Copy the records from the line containing "mitten with a single marker." through the line containing "(455, 1000)", inclusive, replacing "Target" with "Object" and leaving everything else as it is.

--*--

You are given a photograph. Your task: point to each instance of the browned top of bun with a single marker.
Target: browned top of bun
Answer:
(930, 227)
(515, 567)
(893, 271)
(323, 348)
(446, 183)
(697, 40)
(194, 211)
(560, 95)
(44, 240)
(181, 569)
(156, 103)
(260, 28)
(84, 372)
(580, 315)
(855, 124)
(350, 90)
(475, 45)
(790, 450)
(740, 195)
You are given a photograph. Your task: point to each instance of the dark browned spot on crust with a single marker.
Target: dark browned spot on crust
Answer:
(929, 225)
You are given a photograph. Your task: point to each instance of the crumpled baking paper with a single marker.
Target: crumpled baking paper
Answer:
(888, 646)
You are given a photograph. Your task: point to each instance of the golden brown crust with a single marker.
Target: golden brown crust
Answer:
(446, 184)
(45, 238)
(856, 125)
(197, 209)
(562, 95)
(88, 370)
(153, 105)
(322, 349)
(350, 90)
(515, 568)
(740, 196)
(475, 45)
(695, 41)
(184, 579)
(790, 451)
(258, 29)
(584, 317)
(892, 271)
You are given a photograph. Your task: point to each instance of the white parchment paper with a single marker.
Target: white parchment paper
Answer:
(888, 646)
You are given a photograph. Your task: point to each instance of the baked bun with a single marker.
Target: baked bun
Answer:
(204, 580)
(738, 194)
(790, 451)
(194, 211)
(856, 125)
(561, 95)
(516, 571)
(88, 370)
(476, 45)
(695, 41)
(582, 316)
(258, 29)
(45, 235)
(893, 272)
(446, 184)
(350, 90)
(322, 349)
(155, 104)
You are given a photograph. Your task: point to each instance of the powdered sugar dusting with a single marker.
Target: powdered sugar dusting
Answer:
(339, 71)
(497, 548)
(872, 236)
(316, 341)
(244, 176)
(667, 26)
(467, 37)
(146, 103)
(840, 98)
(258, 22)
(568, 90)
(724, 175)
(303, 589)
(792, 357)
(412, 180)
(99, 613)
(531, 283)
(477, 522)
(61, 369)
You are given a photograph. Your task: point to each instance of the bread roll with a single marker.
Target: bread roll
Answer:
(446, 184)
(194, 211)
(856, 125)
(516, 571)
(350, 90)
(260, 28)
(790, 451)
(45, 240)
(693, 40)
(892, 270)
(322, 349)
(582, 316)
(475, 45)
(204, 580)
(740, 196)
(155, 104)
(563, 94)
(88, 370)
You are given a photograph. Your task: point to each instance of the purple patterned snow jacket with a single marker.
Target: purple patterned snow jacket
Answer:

--*--

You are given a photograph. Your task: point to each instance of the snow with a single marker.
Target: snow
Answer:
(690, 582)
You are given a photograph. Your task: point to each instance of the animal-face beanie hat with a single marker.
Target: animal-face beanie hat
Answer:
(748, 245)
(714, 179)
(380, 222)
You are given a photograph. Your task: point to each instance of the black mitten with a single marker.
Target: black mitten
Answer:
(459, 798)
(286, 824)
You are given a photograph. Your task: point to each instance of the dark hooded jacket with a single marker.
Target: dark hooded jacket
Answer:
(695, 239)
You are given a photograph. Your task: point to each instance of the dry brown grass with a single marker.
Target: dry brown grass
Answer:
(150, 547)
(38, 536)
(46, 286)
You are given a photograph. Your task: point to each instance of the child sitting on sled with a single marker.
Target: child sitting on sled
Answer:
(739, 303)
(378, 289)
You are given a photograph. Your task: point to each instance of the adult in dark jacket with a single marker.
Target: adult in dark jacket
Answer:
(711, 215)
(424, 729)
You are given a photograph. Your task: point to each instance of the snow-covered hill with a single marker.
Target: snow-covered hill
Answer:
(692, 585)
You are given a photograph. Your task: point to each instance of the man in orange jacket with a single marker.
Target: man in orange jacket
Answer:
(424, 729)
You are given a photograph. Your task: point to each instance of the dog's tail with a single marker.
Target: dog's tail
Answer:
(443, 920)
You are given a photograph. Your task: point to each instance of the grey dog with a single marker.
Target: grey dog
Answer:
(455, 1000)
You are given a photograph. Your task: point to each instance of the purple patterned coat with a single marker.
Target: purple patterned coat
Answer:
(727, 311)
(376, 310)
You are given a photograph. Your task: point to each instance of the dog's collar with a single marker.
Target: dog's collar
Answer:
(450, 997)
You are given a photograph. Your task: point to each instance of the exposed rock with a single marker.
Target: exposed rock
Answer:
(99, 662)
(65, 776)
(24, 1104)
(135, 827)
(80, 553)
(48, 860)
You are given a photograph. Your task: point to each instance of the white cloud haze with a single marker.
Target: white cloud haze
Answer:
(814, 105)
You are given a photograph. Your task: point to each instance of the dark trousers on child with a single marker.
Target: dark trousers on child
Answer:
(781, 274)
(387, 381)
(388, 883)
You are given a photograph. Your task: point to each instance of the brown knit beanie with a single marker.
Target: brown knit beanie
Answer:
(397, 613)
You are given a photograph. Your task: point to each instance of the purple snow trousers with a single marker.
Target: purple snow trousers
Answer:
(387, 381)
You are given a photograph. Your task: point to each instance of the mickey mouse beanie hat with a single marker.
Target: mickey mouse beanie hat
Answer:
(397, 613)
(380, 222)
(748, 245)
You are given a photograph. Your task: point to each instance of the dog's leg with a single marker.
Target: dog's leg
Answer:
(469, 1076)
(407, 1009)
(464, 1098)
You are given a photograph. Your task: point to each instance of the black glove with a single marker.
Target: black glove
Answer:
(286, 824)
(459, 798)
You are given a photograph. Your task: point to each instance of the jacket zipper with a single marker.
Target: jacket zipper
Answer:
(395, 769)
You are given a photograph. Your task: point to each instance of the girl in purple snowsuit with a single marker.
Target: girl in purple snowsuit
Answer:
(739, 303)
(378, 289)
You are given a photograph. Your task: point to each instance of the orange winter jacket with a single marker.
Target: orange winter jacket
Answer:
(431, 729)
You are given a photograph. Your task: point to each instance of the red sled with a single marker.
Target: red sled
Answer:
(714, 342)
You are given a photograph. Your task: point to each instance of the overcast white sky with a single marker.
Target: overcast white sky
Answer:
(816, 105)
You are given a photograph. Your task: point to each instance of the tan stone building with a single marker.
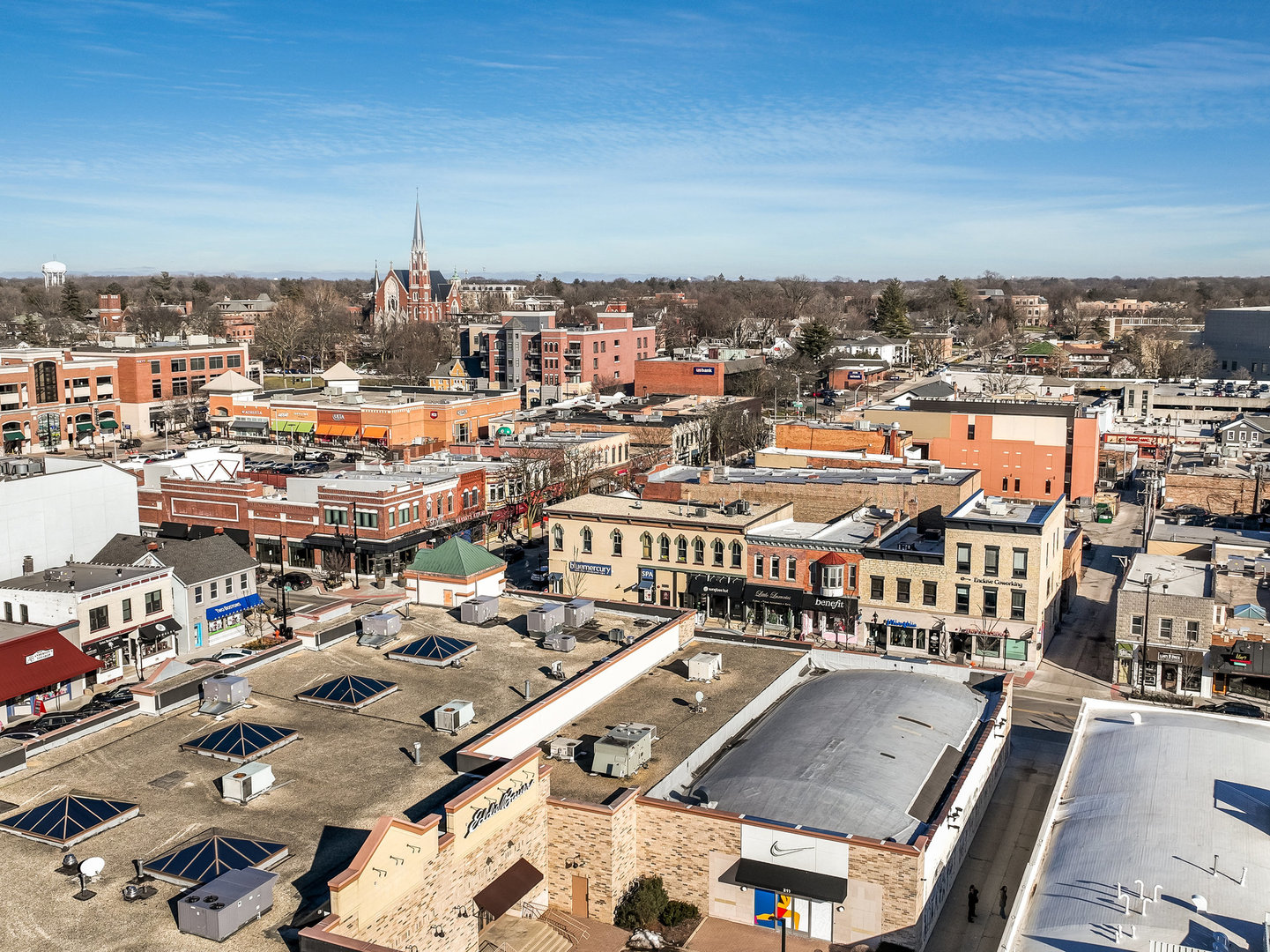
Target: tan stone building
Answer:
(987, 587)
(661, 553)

--*--

_RESULT FOR THIS EXERCISE_:
You are given a photograph. Your task: point to each instance of the black mitten with a single marker.
Object: black mitten
Answer:
(459, 798)
(286, 824)
You are given a photograph. Your task: point to each instance of the dark hooded jacket with a single marker.
Object: dark hooded jacket
Answer:
(695, 239)
You are given a photograph. Your task: point to each instance of the dry brown grass with a single marker.
Object: dry brown grass
Answer:
(150, 547)
(38, 536)
(46, 286)
You are given a photograph. Your task: point to each instance of the child sitting on sled with a single marker.
Object: child sitting on sled
Answer:
(739, 303)
(378, 289)
You are given a photograph. Your task: point to each instance of the adult in dark jacket with a single marker.
Object: adult in dark jacket
Answer:
(711, 215)
(424, 729)
You are given a photograph. Your task: point to each instance of the snow-covered hill with a single marker.
Object: snow-covered hill
Answer:
(692, 585)
You are given a photograph. Your task: point to each instance of the man in orange jacket with a single marker.
Object: man in orange jacket
Answer:
(424, 729)
You are given a photograph. Your task: point to each instance of the dog's tail with a single marker.
Object: dog's tail
Answer:
(443, 920)
You are given a photograph. Your task: point to each instance of the grey dog with a single marker.
Object: grey dog
Answer:
(455, 1000)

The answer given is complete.